▸ Instructions
#1 In the opinion roundup, why does the San Francisco Chronicle say Sean Spicer should have left on Day Two of the administration? Answer in one to three sentences.
#2 Transcribe the opinion roundup starting with "Dana Milbank: Sean" and going on through "one more time.".
#3 Write the next part of the opinion roundup, picking up after its final entry.
··· Quoted passage ···
The Mercury News: Unless the tech industry rallies internet users across the nation to rise up in force, the online world as we know it will be no more by as early as mid-August.
So long, Spicey
San Francisco Chronicle: White House press secretary Sean Spicer waited six months too long to resign. If he wanted to preserve the credibility and respect he built during his communications career, he would have walked out the door on Day Two of the administration.
The New York Times: Oh, Sean Spicer, our four-Pinocchio press secretary, is this the end? We know we are not supposed to “just yell out questions,” but rather “raise our hands like big boys and girls,” but is it really, truly over?
Dana Milbank: Sean Spicer is the latest Donald Trump casualty. He won’t be the last. In business, Trump tended to destroy those around him, walking away from failure relatively unscathed while others – lenders, partners, vendors – paid the cost. Something similar is happening to those around Trump now, but this isn’t a casino – it’s our country.
Jonathan Bernstein: Sean Spicer wasn’t the problem at the White House. Reports are that Anthony Scaramucci got his job by impressing the president with his hard-hitting defense of the administration on cable TV shows. While appearing on television certainly is part of the job of a White House communications director, the real job is to map out and execute an overall communications strategy.
Ross Douthat: Why Charlie Gard’s parents should have the right to try one more time.
David Brooks: Back when the Republican Party functioned as a governing party, it used government in positive ways to widen people’s options. It aimed at many of the same goals as Democrats – broader health coverage, lower poverty rates – but relied on less top-down mechanisms to get there.
Maureen Dowd: Donald Trump has struck gold – or Goldman Sachs – with his appointment of Wall Street hedge fund guy and cable TV diva Anthony Scaramucci as White House communications director.
Frank Bruni: Jared Kushner leaves fingerprints and throws his weight around, then floats above it all. No wonder the president’s lawyers are fed up with him.
Nicholas Kristof: Jared Kushner should not be working in the White House, and he should not have a security clearance.
E.J. Dionne Jr.: Donald Trump appointed a presidential commission solely to justify an offhand lie about illegal votes. And now that this body exists, it will almost certainly try to find ways to rationalize purging legitimate voters from the rolls and erecting yet more barriers to voting.
··· Data listing ···
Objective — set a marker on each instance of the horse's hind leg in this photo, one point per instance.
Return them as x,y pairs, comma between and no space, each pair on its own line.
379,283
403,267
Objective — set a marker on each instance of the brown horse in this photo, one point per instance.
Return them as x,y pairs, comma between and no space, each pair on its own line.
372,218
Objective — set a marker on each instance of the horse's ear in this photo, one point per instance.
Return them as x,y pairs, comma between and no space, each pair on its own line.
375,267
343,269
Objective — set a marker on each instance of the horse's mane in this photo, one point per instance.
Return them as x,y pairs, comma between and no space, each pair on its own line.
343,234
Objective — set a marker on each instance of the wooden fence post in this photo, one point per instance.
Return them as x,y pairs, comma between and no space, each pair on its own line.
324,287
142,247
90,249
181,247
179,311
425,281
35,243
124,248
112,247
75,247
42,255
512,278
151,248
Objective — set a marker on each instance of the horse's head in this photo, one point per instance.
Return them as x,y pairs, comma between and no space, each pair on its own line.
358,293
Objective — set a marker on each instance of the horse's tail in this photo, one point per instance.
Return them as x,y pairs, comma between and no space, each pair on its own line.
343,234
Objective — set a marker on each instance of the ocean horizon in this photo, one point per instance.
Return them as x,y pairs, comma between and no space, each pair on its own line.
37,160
···
▸ Results for the exercise
#1 According to the San Francisco Chronicle, leaving on Day Two would have let Spicer preserve the credibility and respect he had built during his communications career. By staying six months, he waited too long to resign.

#2
Dana Milbank: Sean Spicer is the latest Donald Trump casualty. He won’t be the last. In business, Trump tended to destroy those around him, walking away from failure relatively unscathed while others – lenders, partners, vendors – paid the cost. Something similar is happening to those around Trump now, but this isn’t a casino – it’s our country.
Jonathan Bernstein: Sean Spicer wasn’t the problem at the White House. Reports are that Anthony Scaramucci got his job by impressing the president with his hard-hitting defense of the administration on cable TV shows. While appearing on television certainly is part of the job of a White House communications director, the real job is to map out and execute an overall communications strategy.
Ross Douthat: Why Charlie Gard’s parents should have the right to try one more time.

#3
Timothy Egan: For a time, the Kootenai National Forest fell into the wrong hands. The barbarians nearly destroyed a land that was meant to remain a place of wonder for our children’s children’s children.
Paul Krugman: The reason the assault on Obamacare failed wasn’t that Donald Trump did a poor selling job or that Mitch McConnell mishandled the legislative strategy. Obamacare survived because it brought about a dramatic reduction in the number of Americans without health insurance, and voters didn’t and don’t want to lose those gains.
Ruben Navarrette: The original DREAM Act was the epitome of elitism before that was even a political talking point. The new bill has a requirement that recipients speak English and know U.S. history. Great idea. But shouldn’t we start by demanding those things from native-born U.S. citizens?
Kathleen Parker: Alan Shearer has managed to ignore the wailing, weeping and lamentations of his devoted cadre of columnists and cartoonists.
Leonard Pitts Jr.: The hypocrisy is staggering. Scientific consensus isn’t enough to convince the president and his party to get serious about climate change. Meantime, a few dubious anecdotes of voting irregularities get us a presidential commission investigating a “problem” that does not exist.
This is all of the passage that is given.